TEXT SHOWN
Sanders v. Dobbs Houses, Inc.

Decision Date26 October 1970
Docket NumberNo. 29029.,29029.
Citation431 F.2d 1097
PartiesMrs. Fannie M. SANDERS, Plaintiff-Appellant, v. DOBBS HOUSES, INC., Defendant-Appellee.
CourtU.S. Court of Appeals — Fifth Circuit

Isabel Gates Webster, Howard Moore, Jr., Peter E. Rindskopf, Atlanta, Ga., for plaintiff-appellant.

Richard A. Brackhahn, Memphis, Tenn., Robert B. McCord, Jr., Hapeville, Ga., for defendant-appellee.

Before TUTTLE, DYER and CLARK, Circuit Judges.

Rehearing Denied and Rehearing En Banc Denied October 26, 1970.

DIRECTION A
Reproduce every one of the records below, replacing "retail shelf audit" with "store inventory check" and leaving everything else unchanged.
The records are unrelated to the court case text.

MATERIAL FOR THE TASK
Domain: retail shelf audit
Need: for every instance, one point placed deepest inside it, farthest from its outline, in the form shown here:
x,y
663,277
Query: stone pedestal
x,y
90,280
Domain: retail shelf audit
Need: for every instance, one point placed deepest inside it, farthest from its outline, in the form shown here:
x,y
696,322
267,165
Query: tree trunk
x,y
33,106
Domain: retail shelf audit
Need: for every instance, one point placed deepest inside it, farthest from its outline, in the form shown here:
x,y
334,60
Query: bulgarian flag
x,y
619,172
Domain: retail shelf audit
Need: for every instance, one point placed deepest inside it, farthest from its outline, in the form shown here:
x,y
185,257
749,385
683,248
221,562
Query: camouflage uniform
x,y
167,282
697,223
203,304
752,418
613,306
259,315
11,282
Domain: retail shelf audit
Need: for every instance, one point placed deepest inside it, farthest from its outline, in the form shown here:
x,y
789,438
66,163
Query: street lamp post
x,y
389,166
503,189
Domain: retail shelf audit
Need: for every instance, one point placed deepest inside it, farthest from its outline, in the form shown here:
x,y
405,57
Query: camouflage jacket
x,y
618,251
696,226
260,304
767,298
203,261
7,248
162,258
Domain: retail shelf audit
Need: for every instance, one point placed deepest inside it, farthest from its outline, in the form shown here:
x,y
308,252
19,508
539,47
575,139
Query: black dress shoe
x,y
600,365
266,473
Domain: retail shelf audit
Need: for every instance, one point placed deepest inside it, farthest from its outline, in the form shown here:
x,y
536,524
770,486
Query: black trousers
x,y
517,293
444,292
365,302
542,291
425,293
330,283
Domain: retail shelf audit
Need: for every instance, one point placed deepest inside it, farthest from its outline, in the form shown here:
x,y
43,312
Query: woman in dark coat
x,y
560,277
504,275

DIRECTION B
According to the court case text above, which circuit judges heard the case?

WRITTEN REPLY A
Domain: store inventory check
Need: for every instance, one point placed deepest inside it, farthest from its outline, in the form shown here:
x,y
663,277
Query: stone pedestal
x,y
90,280
Domain: store inventory check
Need: for every instance, one point placed deepest inside it, farthest from its outline, in the form shown here:
x,y
696,322
267,165
Query: tree trunk
x,y
33,106
Domain: store inventory check
Need: for every instance, one point placed deepest inside it, farthest from its outline, in the form shown here:
x,y
334,60
Query: bulgarian flag
x,y
619,172
Domain: store inventory check
Need: for every instance, one point placed deepest inside it, farthest from its outline, in the form shown here:
x,y
185,257
749,385
683,248
221,562
Query: camouflage uniform
x,y
167,282
697,223
203,304
752,418
613,306
259,315
11,282
Domain: store inventory check
Need: for every instance, one point placed deepest inside it, farthest from its outline, in the form shown here:
x,y
789,438
66,163
Query: street lamp post
x,y
389,166
503,189
Domain: store inventory check
Need: for every instance, one point placed deepest inside it, farthest from its outline, in the form shown here:
x,y
405,57
Query: camouflage jacket
x,y
618,251
696,226
260,304
767,298
203,261
7,248
162,258
Domain: store inventory check
Need: for every instance, one point placed deepest inside it, farthest from its outline, in the form shown here:
x,y
308,252
19,508
539,47
575,139
Query: black dress shoe
x,y
600,365
266,473
Domain: store inventory check
Need: for every instance, one point placed deepest inside it, farthest from its outline, in the form shown here:
x,y
536,524
770,486
Query: black trousers
x,y
517,293
444,292
365,302
542,291
425,293
330,283
Domain: store inventory check
Need: for every instance, one point placed deepest inside it, farthest from its outline, in the form shown here:
x,y
43,312
Query: woman in dark coat
x,y
560,277
504,275

WRITTEN REPLY B
Tuttle, Dyer and Clark.